Required task: Reproduce the listing from the line containing "the stage light." through the line containing "[248,267,293,289]", with "Back side" replaced by "Reverse side" and all else unchanged.

Records to process:
■ ■ ■ ■
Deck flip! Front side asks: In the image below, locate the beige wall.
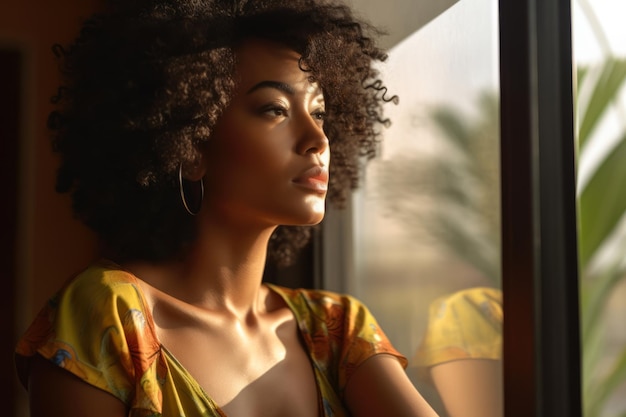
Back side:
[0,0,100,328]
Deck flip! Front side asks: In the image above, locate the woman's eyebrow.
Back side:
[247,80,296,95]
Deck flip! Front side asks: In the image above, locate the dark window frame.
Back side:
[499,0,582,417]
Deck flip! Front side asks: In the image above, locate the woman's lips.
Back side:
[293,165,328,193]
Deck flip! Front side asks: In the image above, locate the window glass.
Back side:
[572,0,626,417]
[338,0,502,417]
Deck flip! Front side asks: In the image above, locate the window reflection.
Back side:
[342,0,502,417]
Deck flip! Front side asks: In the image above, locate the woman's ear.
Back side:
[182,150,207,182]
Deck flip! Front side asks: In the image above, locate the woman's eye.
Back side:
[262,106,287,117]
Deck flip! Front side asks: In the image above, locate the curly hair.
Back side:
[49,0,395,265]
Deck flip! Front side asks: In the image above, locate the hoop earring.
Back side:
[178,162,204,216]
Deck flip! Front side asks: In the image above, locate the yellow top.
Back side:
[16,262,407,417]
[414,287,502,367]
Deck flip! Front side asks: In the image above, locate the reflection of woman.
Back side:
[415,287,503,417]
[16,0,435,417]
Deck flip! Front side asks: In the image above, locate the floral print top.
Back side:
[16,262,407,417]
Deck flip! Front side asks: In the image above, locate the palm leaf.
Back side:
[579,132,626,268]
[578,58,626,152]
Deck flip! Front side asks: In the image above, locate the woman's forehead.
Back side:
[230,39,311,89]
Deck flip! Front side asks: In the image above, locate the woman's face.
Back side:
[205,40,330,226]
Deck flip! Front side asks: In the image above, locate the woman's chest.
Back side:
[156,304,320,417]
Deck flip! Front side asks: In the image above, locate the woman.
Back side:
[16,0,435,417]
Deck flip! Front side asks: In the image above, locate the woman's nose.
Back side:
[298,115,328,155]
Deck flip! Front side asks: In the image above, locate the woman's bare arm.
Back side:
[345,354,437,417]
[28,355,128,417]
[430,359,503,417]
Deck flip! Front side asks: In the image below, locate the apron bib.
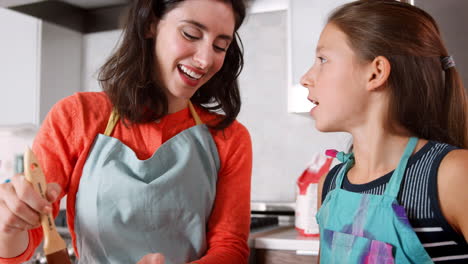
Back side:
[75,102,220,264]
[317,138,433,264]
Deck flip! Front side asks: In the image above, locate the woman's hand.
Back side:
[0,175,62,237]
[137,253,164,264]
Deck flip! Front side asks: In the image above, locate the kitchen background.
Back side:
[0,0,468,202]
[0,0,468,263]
■ ■ ■ ■
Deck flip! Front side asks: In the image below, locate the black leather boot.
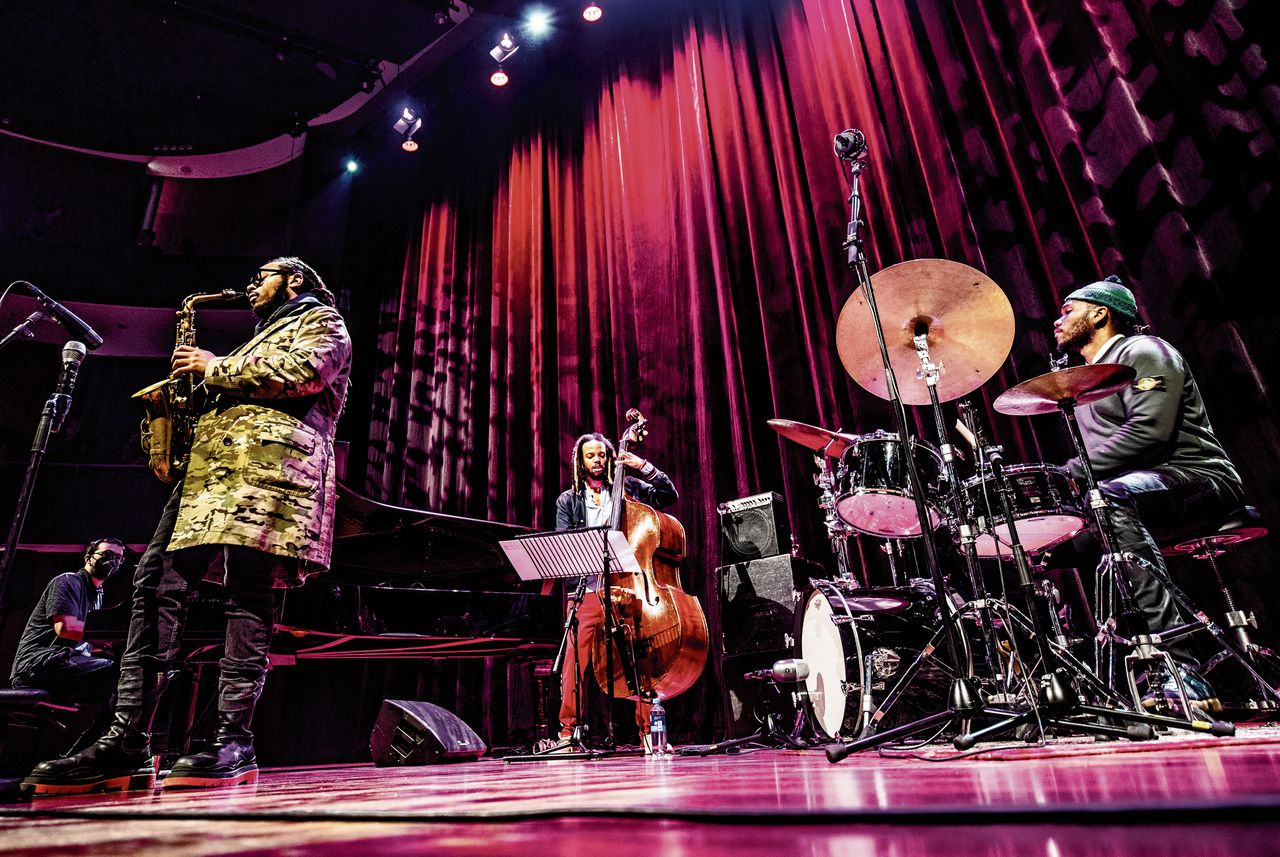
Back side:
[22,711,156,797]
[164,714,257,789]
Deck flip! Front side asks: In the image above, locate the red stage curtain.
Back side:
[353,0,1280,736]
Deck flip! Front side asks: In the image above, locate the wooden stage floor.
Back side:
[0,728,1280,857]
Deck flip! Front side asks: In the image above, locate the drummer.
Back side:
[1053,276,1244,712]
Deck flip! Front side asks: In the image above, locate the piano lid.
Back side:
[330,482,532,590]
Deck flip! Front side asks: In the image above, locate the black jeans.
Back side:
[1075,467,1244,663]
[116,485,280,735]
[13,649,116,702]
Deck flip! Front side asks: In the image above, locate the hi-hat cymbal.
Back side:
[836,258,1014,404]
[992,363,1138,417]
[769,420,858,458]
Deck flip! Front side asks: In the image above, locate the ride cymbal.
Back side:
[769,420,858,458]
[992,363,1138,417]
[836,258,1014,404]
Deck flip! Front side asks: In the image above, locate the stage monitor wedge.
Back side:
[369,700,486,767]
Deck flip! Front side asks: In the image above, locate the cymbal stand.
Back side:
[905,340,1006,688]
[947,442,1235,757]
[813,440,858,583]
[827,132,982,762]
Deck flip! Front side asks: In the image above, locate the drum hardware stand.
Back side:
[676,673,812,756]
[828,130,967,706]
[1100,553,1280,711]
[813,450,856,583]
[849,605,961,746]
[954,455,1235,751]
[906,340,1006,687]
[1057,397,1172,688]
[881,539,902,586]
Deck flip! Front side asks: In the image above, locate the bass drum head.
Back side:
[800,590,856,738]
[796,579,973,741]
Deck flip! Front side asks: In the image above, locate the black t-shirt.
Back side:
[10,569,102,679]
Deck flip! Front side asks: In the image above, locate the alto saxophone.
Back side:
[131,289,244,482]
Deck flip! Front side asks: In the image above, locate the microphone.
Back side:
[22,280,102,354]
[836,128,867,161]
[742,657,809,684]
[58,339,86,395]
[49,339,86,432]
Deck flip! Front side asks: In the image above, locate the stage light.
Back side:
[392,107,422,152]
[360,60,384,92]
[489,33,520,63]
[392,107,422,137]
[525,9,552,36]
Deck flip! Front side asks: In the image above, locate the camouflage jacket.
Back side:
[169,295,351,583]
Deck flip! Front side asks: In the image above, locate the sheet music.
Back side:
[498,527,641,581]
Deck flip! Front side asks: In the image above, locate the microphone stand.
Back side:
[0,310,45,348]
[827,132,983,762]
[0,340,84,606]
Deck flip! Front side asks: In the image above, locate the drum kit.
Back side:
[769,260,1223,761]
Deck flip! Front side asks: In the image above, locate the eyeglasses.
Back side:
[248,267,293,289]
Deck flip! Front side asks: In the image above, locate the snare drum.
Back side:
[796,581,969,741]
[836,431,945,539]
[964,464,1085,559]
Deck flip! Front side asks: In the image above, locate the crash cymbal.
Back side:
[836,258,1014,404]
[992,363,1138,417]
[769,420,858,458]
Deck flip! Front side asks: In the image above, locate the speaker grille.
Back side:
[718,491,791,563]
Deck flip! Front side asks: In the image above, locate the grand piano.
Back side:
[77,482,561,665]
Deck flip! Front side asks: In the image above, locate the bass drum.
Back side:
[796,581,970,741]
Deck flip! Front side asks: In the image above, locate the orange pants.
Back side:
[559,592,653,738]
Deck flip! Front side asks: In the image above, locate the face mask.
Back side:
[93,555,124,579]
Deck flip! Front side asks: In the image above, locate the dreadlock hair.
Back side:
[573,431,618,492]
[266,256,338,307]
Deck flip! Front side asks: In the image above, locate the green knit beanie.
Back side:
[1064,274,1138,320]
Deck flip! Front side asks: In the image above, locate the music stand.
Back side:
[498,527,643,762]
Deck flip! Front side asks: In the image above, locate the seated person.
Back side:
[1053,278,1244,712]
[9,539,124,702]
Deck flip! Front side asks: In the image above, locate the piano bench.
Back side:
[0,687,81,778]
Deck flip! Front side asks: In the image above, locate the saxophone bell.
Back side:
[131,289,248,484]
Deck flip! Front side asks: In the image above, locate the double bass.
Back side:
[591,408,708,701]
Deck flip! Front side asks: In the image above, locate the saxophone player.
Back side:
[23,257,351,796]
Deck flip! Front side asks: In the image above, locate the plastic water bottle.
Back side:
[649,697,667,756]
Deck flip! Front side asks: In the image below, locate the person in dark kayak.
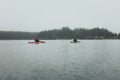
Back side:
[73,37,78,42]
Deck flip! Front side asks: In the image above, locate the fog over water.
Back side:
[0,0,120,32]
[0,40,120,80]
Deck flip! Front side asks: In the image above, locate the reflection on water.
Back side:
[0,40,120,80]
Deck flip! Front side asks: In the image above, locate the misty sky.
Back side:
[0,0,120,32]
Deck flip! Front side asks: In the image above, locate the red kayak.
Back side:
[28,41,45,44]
■ ■ ■ ■
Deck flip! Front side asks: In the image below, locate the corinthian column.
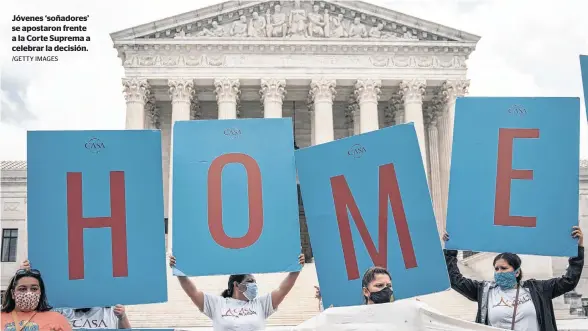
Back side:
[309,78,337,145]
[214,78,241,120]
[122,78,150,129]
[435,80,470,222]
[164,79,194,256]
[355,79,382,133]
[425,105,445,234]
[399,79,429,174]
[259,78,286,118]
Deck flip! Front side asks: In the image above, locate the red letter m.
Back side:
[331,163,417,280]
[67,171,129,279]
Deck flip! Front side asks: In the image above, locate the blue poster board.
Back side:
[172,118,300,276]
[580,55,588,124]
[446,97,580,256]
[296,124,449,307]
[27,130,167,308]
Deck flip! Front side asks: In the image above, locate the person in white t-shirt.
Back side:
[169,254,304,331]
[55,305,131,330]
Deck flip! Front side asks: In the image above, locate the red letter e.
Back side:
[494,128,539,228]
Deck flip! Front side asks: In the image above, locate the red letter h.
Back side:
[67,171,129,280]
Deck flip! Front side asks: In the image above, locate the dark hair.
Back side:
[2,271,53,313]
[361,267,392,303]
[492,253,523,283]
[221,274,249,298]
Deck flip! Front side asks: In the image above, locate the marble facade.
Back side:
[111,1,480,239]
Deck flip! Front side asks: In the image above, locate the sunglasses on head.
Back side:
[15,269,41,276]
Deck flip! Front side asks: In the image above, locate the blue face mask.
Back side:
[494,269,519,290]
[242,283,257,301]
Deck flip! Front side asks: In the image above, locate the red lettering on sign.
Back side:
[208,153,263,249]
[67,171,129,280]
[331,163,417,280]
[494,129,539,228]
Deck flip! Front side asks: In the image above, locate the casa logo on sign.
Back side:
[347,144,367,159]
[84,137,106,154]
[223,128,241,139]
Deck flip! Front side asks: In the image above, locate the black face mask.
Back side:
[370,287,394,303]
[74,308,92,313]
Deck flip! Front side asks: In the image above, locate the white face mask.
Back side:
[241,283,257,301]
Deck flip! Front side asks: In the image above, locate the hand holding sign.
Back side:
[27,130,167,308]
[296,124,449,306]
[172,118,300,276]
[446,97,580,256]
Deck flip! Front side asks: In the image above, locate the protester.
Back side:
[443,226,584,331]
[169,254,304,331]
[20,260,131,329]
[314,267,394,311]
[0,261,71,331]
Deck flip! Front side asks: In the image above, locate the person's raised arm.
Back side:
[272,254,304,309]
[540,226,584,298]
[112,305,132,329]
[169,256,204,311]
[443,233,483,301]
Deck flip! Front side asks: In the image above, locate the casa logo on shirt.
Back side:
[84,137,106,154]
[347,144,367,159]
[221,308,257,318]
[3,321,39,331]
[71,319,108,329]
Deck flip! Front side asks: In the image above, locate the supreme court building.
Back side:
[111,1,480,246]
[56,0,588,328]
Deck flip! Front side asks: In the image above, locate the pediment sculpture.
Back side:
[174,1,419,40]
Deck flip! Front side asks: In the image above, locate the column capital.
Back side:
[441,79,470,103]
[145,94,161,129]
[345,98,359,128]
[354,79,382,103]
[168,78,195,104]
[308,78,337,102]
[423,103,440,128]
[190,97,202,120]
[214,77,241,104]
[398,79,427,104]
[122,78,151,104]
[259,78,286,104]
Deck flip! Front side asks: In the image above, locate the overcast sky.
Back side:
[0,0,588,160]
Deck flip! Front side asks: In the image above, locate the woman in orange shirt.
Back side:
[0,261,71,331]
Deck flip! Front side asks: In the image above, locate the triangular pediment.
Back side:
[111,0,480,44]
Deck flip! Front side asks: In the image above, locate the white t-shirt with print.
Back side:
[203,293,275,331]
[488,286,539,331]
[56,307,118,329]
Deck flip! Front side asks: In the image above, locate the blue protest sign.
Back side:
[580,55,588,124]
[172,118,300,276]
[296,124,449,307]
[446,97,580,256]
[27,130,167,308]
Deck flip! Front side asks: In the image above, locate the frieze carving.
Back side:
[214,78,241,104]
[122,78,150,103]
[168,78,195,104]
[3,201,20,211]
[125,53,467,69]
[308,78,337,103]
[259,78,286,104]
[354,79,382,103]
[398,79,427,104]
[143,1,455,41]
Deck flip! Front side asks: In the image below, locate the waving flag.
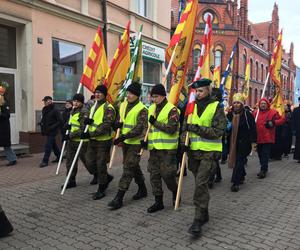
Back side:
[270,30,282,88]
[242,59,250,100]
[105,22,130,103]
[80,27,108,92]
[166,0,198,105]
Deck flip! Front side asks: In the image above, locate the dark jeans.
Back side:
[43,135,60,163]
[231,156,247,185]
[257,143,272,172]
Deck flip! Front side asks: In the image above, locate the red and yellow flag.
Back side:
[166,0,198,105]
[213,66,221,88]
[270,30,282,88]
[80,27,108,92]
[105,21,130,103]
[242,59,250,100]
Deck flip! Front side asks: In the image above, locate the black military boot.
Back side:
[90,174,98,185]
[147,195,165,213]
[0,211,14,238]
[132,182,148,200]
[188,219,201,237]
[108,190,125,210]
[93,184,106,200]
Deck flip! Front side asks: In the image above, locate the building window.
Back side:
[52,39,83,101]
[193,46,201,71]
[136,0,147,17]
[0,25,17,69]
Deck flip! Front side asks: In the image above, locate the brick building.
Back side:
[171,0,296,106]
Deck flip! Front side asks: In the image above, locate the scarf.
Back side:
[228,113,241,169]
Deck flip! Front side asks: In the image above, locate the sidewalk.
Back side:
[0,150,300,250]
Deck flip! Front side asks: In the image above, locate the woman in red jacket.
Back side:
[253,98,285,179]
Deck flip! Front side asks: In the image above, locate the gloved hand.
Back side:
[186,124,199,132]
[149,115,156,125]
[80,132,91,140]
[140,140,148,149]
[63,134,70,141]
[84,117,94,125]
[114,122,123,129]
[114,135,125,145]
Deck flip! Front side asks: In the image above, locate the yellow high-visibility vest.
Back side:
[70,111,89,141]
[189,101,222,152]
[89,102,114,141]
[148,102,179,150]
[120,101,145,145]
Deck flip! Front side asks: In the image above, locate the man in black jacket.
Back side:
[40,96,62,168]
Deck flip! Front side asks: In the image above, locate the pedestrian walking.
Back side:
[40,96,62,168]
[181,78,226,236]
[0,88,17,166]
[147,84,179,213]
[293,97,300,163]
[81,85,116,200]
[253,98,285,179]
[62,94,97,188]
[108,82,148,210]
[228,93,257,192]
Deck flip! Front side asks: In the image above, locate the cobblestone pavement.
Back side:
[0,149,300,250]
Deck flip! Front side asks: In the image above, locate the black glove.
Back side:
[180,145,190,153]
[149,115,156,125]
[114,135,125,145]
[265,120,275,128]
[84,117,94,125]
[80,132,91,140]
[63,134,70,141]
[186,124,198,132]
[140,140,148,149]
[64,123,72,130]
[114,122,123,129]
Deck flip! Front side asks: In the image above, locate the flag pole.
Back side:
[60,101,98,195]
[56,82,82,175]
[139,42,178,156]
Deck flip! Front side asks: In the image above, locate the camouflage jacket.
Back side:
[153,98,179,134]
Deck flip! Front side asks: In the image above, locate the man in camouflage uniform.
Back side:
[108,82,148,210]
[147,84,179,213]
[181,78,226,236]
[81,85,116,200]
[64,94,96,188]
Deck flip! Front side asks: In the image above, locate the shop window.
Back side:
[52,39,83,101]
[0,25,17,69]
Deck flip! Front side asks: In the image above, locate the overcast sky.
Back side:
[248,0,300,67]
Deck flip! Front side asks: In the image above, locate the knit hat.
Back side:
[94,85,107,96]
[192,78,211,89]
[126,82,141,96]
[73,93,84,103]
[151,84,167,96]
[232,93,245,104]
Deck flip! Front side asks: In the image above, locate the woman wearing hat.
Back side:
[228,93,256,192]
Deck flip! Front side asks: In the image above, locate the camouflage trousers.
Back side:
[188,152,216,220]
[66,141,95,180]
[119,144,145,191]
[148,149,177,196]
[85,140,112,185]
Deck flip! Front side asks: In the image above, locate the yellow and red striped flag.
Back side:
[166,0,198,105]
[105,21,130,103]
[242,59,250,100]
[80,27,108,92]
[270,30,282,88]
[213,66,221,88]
■ ■ ■ ■
Answer to this task:
Deck flip! Front side asks: In the image above, locate the stage light.
Reverse side:
[392,107,422,152]
[360,60,384,92]
[489,33,520,63]
[392,107,422,137]
[525,9,552,36]
Deck flip! Front side asks: In the image above, locate the camouflage jacket.
Reverse side:
[169,295,351,583]
Deck flip! Front side asks: In the image above, locate the sheet music.
Reverse side:
[498,527,641,581]
Deck flip! Front side asks: In the image above, locate the microphone stand.
Reverse side:
[0,310,45,348]
[827,132,983,762]
[0,340,84,606]
Deck flip! Front side asks: In the image above, locate the drum kit.
Reverse side:
[769,260,1223,761]
Deck flip! Front side asks: In the image above, locate the eyeglasses.
Reverse side:
[248,267,293,289]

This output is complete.